Stated problem: Which lines in the records below contain the word "wheel", with uppercase and lowercase matched exactly? Find each one and copy it out whole.

Input for this task:
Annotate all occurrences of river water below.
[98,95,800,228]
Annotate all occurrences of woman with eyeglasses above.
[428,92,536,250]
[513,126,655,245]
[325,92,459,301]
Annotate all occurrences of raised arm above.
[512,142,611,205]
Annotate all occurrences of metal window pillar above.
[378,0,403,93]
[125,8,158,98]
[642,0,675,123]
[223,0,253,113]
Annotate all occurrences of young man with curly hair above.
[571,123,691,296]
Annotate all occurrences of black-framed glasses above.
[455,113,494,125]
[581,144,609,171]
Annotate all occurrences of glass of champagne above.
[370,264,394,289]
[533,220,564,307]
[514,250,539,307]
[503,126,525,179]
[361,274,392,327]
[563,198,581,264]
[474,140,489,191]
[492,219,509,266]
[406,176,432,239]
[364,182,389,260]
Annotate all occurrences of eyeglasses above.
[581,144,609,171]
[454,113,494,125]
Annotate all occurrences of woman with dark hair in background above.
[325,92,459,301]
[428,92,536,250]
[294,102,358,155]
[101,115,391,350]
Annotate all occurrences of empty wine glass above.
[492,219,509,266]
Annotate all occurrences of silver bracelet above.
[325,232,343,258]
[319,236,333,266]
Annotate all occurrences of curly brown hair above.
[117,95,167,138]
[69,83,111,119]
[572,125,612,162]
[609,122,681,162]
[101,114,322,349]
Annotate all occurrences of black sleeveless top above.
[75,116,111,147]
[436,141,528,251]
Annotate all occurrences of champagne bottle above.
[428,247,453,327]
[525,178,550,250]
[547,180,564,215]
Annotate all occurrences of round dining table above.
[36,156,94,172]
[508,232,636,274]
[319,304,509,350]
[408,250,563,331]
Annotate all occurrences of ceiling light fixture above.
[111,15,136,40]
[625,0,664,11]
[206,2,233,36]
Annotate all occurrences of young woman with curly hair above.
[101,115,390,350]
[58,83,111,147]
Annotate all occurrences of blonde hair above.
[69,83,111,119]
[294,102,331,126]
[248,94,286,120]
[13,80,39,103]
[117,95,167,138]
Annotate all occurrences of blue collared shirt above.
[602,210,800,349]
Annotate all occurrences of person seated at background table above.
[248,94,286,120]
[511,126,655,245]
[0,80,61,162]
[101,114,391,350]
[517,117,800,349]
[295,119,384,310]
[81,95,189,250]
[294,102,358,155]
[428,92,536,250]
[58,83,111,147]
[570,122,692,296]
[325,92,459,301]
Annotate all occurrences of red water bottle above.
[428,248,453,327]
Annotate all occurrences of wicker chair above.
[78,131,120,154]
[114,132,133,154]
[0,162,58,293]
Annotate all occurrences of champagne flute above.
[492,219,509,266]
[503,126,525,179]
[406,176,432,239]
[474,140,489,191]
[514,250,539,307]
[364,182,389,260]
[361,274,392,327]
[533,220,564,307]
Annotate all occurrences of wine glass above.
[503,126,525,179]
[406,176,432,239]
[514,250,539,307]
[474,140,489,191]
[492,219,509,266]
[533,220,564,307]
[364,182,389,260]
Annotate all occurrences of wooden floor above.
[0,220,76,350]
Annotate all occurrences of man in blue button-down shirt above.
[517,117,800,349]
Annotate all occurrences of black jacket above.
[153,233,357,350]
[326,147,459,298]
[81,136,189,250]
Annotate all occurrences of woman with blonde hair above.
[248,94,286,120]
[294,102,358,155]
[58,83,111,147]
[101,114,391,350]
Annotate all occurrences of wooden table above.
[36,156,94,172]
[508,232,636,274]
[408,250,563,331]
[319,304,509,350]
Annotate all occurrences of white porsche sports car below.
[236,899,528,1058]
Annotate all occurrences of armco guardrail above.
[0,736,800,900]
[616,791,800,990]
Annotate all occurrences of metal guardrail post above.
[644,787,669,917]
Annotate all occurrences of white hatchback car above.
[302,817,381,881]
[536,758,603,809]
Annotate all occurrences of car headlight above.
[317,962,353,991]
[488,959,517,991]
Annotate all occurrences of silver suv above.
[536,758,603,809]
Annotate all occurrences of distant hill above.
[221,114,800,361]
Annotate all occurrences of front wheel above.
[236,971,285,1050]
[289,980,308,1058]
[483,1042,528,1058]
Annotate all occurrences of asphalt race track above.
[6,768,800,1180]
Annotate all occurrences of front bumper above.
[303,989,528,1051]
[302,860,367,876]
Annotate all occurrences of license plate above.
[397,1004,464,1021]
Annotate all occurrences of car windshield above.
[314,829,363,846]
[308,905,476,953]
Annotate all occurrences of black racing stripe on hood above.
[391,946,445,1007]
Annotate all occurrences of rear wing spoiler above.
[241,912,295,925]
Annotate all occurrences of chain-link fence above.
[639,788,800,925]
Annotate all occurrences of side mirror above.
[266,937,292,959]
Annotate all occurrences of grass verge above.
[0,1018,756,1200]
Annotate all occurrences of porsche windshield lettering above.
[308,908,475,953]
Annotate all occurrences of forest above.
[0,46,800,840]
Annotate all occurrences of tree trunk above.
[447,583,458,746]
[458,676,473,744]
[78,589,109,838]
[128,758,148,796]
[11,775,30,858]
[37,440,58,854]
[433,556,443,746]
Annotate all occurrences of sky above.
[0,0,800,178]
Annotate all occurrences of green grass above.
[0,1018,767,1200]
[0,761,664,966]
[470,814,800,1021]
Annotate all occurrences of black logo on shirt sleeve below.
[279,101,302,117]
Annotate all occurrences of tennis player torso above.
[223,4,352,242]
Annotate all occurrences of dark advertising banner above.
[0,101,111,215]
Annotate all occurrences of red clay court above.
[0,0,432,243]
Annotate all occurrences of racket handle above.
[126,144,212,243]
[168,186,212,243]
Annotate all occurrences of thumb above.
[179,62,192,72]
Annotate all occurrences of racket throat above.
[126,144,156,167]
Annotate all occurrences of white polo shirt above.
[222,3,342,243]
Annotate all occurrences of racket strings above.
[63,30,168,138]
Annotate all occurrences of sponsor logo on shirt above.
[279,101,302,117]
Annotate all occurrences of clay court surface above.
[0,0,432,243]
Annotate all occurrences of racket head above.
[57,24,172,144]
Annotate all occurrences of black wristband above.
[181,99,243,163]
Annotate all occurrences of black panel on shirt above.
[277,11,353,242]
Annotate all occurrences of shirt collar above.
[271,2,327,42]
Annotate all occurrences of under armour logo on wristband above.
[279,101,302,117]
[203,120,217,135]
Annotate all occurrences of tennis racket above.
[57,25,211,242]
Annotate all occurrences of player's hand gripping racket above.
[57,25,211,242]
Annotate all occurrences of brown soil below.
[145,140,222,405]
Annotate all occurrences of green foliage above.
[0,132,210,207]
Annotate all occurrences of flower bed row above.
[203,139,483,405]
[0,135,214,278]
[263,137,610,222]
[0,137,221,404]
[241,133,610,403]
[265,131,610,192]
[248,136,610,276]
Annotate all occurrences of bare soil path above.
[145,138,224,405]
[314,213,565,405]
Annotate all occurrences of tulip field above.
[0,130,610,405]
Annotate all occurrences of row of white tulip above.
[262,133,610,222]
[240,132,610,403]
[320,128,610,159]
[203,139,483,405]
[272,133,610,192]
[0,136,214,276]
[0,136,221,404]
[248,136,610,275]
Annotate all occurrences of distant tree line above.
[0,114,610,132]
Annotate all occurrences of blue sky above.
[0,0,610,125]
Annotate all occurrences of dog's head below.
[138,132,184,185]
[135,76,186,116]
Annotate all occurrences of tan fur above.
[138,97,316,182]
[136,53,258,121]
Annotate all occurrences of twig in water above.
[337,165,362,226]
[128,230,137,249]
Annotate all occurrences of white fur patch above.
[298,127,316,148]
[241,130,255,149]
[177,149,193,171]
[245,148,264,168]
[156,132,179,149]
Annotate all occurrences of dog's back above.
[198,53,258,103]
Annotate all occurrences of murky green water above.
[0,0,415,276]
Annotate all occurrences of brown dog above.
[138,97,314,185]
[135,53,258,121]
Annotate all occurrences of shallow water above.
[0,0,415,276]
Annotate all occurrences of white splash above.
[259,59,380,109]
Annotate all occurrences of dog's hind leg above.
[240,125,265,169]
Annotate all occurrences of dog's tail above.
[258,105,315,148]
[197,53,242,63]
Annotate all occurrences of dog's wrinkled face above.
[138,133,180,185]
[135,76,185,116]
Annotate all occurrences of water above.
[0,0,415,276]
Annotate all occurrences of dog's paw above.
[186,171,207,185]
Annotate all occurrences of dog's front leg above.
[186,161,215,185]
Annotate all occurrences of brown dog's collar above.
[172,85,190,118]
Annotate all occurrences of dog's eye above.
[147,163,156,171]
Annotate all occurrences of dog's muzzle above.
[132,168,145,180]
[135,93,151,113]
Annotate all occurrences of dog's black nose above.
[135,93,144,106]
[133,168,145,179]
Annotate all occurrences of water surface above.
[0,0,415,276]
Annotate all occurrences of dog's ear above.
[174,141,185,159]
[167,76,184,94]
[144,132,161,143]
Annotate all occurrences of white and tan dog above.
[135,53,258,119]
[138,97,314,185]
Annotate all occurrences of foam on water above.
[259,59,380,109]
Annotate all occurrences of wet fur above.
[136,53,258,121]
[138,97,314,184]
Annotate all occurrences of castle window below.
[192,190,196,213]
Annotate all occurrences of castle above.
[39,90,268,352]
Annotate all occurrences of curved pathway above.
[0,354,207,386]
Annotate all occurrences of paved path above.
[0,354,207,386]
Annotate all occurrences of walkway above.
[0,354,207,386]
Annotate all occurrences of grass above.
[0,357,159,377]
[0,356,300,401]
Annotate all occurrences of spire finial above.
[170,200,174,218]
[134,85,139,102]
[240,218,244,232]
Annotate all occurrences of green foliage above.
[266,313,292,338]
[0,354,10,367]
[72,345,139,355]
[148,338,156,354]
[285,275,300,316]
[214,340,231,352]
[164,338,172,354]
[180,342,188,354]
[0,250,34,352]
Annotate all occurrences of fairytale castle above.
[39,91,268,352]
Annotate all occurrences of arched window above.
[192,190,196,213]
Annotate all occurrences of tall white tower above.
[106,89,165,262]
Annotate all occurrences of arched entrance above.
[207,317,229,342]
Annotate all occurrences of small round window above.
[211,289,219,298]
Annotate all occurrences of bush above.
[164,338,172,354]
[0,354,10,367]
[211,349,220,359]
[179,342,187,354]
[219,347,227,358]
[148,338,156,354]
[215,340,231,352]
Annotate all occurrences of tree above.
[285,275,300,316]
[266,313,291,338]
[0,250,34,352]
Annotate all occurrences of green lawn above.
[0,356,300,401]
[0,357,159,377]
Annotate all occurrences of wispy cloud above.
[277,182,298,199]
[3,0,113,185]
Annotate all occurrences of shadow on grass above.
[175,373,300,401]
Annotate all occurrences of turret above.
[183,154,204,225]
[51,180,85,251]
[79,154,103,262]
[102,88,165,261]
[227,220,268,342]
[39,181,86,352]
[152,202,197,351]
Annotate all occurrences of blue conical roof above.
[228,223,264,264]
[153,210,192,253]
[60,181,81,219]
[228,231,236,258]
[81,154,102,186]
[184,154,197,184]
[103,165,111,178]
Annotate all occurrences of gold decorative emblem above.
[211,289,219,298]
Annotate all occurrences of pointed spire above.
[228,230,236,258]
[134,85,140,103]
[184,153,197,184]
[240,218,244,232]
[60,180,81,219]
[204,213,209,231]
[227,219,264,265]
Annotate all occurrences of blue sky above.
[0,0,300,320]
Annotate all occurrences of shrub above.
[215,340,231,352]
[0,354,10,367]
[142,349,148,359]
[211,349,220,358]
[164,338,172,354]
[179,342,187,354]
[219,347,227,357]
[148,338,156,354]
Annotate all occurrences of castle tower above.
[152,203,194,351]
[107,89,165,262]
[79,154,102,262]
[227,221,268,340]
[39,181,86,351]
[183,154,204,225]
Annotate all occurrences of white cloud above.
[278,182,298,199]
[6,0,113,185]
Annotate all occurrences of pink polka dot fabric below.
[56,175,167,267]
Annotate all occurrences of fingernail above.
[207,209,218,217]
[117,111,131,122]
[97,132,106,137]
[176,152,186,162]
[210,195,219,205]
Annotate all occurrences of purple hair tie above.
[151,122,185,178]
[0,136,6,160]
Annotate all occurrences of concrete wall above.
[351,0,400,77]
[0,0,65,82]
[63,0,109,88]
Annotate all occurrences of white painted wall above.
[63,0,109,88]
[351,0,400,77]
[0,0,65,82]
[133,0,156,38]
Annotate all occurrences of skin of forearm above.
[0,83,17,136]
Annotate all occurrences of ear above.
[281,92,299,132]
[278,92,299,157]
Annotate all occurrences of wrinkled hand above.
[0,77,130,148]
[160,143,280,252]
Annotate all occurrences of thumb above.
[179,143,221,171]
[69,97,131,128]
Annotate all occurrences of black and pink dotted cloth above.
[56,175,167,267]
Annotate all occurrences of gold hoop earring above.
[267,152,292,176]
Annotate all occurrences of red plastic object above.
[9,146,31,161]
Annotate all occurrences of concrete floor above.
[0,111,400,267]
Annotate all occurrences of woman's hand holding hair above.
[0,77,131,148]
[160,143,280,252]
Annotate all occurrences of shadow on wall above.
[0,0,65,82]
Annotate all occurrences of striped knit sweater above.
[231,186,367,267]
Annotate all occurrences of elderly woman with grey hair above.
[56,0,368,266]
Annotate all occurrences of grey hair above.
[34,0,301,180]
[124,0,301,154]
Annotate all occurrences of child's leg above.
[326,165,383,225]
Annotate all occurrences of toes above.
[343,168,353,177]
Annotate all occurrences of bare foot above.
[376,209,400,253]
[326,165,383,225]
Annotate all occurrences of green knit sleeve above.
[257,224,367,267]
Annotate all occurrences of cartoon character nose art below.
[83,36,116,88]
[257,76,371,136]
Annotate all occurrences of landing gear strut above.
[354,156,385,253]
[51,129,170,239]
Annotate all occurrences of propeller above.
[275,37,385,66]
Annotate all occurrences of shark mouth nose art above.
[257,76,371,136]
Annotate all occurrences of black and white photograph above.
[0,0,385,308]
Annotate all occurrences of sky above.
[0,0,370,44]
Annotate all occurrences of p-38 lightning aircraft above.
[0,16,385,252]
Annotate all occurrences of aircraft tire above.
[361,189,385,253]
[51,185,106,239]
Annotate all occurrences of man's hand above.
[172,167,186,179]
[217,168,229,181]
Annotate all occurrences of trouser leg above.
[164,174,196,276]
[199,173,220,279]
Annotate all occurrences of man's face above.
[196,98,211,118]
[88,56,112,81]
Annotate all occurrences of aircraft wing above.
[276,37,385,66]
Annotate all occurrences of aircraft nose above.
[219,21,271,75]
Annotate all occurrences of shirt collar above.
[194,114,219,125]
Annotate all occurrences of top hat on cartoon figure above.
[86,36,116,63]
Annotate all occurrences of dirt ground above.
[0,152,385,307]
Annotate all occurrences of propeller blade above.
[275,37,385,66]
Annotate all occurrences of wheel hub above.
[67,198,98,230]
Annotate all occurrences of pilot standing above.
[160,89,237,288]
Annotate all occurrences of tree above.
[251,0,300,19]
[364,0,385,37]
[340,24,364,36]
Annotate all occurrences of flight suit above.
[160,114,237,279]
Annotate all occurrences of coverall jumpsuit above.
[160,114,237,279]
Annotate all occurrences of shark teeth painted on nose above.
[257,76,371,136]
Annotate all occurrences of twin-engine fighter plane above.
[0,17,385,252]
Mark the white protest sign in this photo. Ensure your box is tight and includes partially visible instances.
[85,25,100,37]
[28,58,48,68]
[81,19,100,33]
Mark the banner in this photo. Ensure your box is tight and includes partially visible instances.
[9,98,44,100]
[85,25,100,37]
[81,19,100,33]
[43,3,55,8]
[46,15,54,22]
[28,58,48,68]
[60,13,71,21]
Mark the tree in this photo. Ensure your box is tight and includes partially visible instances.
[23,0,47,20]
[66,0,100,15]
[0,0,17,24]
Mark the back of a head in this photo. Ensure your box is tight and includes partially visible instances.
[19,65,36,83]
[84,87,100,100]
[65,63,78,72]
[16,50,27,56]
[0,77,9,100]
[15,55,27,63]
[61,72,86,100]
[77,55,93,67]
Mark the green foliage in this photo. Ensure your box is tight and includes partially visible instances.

Finished task:
Annotate all occurrences of front wheel above.
Annotate all occurrences of wheel hub above.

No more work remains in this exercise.